**PAGE:**
────

Trip Hawkins says the idea behind his new educational video game company If You Can came to him fully formed, and totally by surprise.
“For me, the way entrepreneurship has always worked is I will see a picture, and it will be a complete picture, and what that picture tells me is so compelling that I can’t choose not to do that,” says Hawkins, who’s best known for founding video game giant Electronic Arts in 1982. “But until that picture is complete, I don’t usually see [it]. I don’t even know there is going to be a picture.”
The picture that earned Hawkins his first fortune, and established EA as an industry leader, came to him back in the early 1980s. It was a vision of a football simulation that would be compelling not just because of its graphics and game play, but because it was based on real-world statistics and the expertise of an unassailable authority on the sport.
That authority, of course, was John Madden, the former Super Bowl-winning coach of the Oakland Raiders. Four years in the making, EA’s Madden NFL came out in 1988. It went on to become the longest-running and best-selling sports simulation in the history of the genre.
The skills that If You Can’s first game, called If…, is designed to teach are about as far away from football as you can imagine: social and emotional learning, or SEL. But the picture in Hawkins’ head today has the same broad outlines.
This time, it’s about working with one of the world’s experts on promoting emotional intelligence: Janice Toben, who developed a groundbreaking SEL program as a teacher at the exclusive Nueva School in Hillsborough, CA. She’s helping the startup design an epic fantasy game that will be fun for kids to play and measurably beneficial for their emotional maturation.
In educational games, as in sports simulations, “You need great game developers to make it fun, but they are not the world authorities,” Hawkins says. “If you are teaching SEL, there is published evidence and standards and lesson plans, and you need to bring in the John Madden equivalent. Janice is our star, if you will.”
Kids playing If… land on an abandoned planet where a past conflict has driven the original inhabitants, dogs and cats, to the separate worlds of Dogma and Catonia. Wise guides help players master an energy field that links the worlds and defeat dragons and other creatures who draw dark energy—read, anger and other negative emotions—from the field.
If that all sounds a little like Star Wars, it’s no accident. Hawkins says the game world is built around the hero’s journey described by Joseph Campbell, the comparative mythologist who also inspired George Lucas.
There’s no way to tell whether If… will develop into a smash hit on the scale of Star Wars or Madden NFL. It may be an uphill fight, given that the game is designed for 6- to 12-year olds, who aren’t even old enough to sign up for accounts at the iTunes App Store, where the iPad-based game will be available starting in mid-February. But the effort, which is backed by marquee investors like Andreessen Horowitz, Greylock, Founder’s Fund, and Maveron, is symbolic of a growing conviction that parents and educators can do more to teach life skills like emotional intelligence, and that technology can be a help.
When kids are taught that they can identify and manage their emotions, they’re more likely to make effective decisions, less likely to give up when facing challenges, and less like to bully other students or to suffer from bullying, Toben and other educators argue. “If you have that kind of instruction, from kindergarten, I think that in 20 years the world will be a very different place,” Yale psychology researcher Marc Brackett told the New York Times last September. Brackett is the developer of Ruler, a popular emotional-intelligence training program for schools; Hawkins says he’s also a consultant to If You Can.

────

**ENTRIES:**
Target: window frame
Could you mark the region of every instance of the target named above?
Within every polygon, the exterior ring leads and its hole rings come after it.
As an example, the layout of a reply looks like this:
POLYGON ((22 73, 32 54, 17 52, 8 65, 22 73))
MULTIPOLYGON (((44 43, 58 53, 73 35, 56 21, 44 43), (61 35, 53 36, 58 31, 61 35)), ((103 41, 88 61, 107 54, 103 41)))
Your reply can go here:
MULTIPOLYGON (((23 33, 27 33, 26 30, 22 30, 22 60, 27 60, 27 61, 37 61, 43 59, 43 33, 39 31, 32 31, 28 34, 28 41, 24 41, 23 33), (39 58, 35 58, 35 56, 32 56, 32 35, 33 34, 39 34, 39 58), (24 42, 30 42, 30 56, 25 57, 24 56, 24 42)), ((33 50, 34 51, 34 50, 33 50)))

────

**OBJECTIVE:**
Quote the passage of the article on Trip Hawkins's company above, between "When kids are" and "If You Can.", inclusive.

**ANSWER TO THIS PROBLEM:**
When kids are taught that they can identify and manage their emotions, they’re more likely to make effective decisions, less likely to give up when facing challenges, and less like to bully other students or to suffer from bullying, Toben and other educators argue. “If you have that kind of instruction, from kindergarten, I think that in 20 years the world will be a very different place,” Yale psychology researcher Marc Brackett told the New York Times last September. Brackett is the developer of Ruler, a popular emotional-intelligence training program for schools; Hawkins says he’s also a consultant to If You Can.